- **WRITTEN INSTRUCTION**
Reproduce every line of the records below, requests included but pictures omitted, and scale each coordinate in the answers by 2.35, rounding to the nearest whole number with halves going up.

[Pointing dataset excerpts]
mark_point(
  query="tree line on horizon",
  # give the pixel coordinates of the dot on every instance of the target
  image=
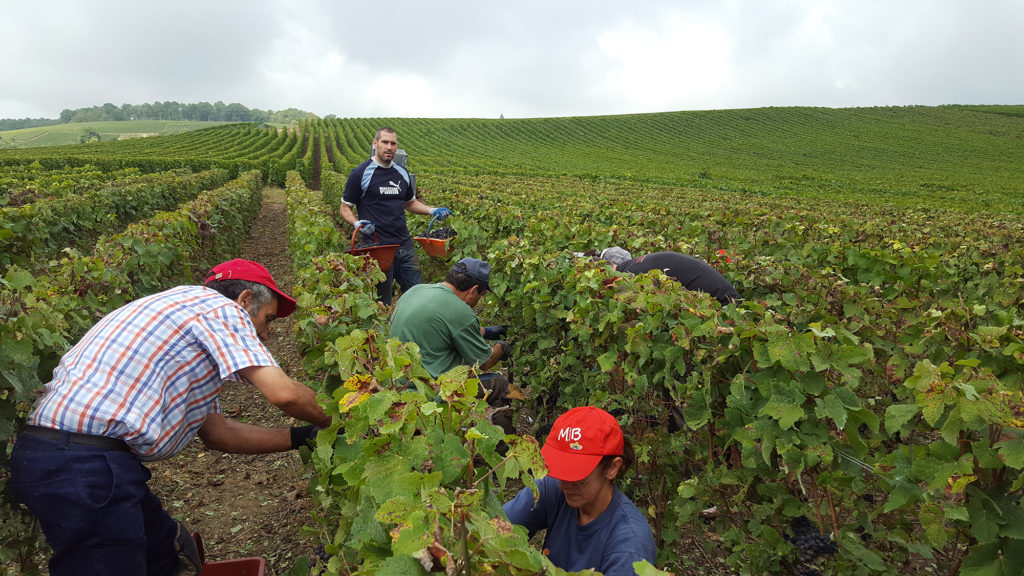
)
(201, 112)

- **RESULT**
mark_point(
  query="tree line on horizon",
  # give the pixel coordinates of the dot on every instance of the target
  image=
)
(472, 263)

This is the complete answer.